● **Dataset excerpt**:
═══

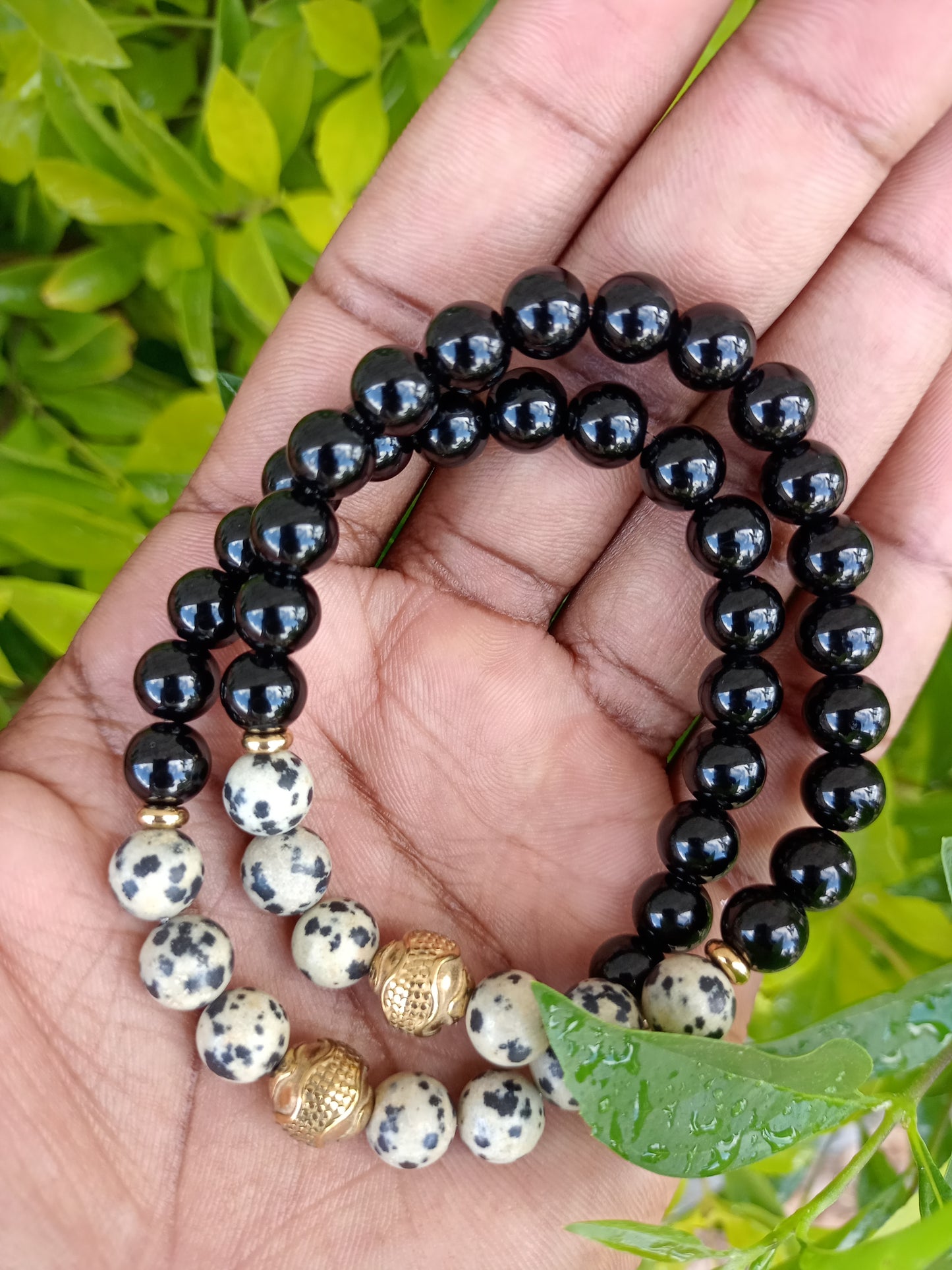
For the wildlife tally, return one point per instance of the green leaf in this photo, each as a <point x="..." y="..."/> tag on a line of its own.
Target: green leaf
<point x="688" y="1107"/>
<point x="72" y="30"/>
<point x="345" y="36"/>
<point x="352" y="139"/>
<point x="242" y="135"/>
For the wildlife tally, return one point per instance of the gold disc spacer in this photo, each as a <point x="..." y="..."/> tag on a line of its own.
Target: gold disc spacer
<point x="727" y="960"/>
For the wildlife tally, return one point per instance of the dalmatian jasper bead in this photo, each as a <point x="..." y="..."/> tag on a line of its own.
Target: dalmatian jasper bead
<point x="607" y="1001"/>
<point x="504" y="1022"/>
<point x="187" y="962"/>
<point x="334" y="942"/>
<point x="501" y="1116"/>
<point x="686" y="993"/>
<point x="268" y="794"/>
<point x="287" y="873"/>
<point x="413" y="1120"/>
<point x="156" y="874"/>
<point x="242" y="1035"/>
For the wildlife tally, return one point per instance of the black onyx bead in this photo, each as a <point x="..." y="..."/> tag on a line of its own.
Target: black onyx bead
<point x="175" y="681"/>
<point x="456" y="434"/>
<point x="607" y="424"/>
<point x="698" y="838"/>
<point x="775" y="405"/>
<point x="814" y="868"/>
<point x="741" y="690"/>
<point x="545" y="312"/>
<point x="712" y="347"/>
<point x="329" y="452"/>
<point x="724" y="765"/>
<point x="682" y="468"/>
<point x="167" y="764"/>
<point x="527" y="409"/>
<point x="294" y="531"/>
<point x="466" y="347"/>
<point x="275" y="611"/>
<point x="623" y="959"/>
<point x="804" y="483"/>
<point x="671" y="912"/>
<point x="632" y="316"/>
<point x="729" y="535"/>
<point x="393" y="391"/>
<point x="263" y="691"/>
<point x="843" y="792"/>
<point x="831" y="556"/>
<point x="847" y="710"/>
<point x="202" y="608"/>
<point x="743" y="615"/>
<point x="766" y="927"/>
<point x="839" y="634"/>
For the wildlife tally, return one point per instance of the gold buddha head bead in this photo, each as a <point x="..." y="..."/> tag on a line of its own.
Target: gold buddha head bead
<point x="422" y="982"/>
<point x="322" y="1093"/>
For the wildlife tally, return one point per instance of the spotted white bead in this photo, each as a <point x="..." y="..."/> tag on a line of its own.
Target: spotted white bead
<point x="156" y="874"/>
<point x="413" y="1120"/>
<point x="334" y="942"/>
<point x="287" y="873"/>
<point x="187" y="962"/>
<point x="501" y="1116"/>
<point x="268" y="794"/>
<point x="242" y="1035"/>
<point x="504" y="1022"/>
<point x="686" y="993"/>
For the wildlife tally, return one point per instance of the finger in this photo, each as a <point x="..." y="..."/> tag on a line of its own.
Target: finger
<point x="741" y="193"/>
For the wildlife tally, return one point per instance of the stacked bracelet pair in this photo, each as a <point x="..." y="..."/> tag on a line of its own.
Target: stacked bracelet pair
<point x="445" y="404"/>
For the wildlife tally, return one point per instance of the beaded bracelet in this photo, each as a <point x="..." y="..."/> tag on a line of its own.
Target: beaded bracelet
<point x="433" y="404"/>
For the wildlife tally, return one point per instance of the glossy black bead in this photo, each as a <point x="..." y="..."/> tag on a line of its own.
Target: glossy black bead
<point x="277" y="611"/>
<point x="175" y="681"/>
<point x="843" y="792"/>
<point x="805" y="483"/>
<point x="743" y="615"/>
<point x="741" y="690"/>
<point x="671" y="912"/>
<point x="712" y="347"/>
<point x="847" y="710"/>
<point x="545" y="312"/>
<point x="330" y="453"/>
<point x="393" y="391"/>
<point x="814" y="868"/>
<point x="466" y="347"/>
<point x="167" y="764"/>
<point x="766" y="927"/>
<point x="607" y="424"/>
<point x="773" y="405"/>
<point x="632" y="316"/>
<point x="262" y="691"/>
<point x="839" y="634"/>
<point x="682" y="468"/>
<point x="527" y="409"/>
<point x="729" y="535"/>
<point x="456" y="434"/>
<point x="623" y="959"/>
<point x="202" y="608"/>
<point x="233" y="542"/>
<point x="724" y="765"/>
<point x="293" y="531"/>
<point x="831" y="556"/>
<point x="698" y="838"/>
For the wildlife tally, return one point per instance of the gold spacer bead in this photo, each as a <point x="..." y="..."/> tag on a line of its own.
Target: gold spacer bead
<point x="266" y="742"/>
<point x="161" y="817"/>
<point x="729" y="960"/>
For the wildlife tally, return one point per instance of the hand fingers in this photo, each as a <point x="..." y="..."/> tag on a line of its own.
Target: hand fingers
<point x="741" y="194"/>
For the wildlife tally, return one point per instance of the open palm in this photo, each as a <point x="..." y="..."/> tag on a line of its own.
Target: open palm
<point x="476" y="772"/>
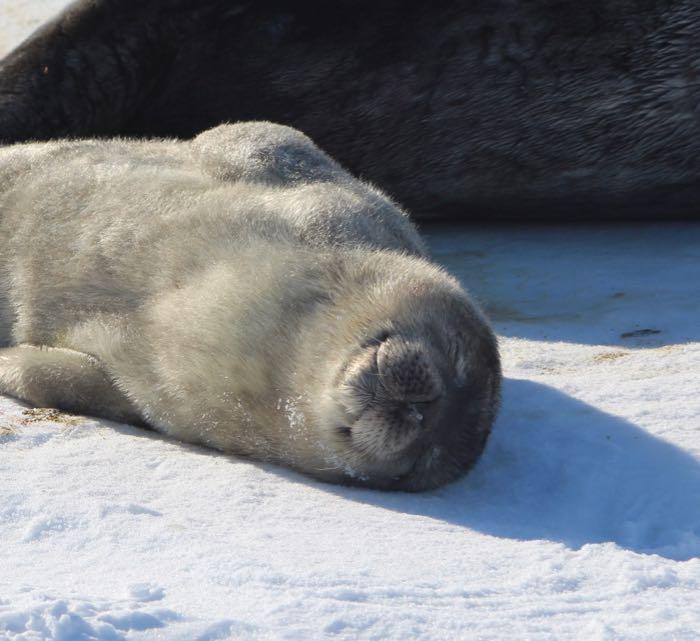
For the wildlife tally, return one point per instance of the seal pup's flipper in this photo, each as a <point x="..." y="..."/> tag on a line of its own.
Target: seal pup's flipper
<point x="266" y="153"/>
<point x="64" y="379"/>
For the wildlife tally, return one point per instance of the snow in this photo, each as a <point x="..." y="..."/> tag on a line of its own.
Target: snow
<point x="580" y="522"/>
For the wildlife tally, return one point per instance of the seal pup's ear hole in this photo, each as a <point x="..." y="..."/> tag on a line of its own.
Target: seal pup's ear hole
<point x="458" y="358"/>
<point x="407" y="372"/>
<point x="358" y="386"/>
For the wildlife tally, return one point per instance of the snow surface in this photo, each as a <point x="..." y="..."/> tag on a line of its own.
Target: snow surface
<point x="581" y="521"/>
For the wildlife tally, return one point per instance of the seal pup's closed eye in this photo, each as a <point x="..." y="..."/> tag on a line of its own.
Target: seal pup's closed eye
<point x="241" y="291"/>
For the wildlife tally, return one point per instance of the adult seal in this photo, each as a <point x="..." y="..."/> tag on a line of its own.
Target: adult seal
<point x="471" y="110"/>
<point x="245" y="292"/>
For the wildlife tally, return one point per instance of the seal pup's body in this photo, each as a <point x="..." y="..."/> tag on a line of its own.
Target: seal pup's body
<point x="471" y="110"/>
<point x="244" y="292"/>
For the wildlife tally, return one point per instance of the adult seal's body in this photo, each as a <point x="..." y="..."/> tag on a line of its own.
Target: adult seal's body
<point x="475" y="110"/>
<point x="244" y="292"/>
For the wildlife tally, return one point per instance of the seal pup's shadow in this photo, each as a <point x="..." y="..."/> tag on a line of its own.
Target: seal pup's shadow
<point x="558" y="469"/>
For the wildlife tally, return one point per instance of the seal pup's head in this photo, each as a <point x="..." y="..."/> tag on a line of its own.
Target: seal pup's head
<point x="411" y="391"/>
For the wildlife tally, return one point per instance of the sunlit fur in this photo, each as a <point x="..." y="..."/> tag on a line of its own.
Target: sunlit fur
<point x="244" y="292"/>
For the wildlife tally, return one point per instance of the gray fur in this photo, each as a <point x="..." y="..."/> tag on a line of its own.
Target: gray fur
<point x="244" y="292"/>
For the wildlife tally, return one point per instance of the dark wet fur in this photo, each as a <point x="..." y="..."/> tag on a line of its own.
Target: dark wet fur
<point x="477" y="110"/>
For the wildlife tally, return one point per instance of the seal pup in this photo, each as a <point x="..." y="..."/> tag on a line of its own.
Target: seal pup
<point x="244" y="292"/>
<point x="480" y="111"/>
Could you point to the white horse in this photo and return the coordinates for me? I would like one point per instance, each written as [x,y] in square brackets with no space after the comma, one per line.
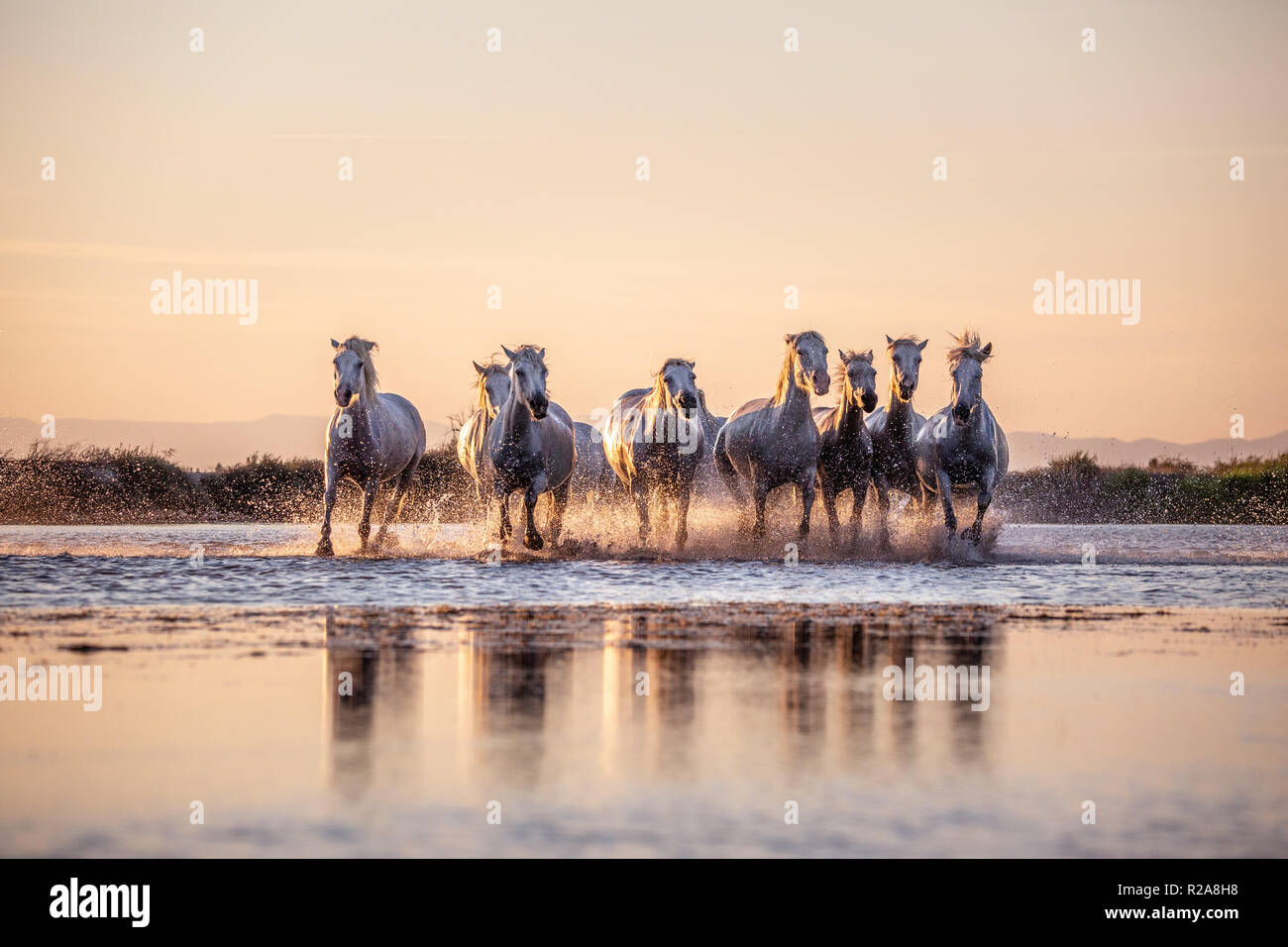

═══

● **What is expected**:
Beginning at the line that contains "of the sunlit", copy each remaining line of the records exactly, through the final one. Omit the pictures.

● **Complete answer**:
For the wildlife tally, return one point per instance of the sunlit fur in this photo, each as a <point x="..." y="..."/> tag on a line of its own.
Target: sunlit fur
<point x="244" y="292"/>
For the wildlife tally, return one point per instance of the gray fur in this photo, each as a <point x="..." y="..."/> tag on a line of its own.
Target: gray fur
<point x="244" y="292"/>
For the wildlife tally, return one point per instance of the dark wet fur in this photo, each as a <point x="..." y="..."/> tag on a line of its own.
Target: dark wet fur
<point x="477" y="110"/>
For the wildlife tally, return one point per instance of the seal pup in this photo, each as a <point x="..." y="..."/> tag on a line of its own.
Target: seal pup
<point x="244" y="292"/>
<point x="480" y="111"/>
Could you point to the white horse in this photo and return the coordinates for me? I would like one point per instance, each written as [x,y] in square brackets with no space after the comma, one per line.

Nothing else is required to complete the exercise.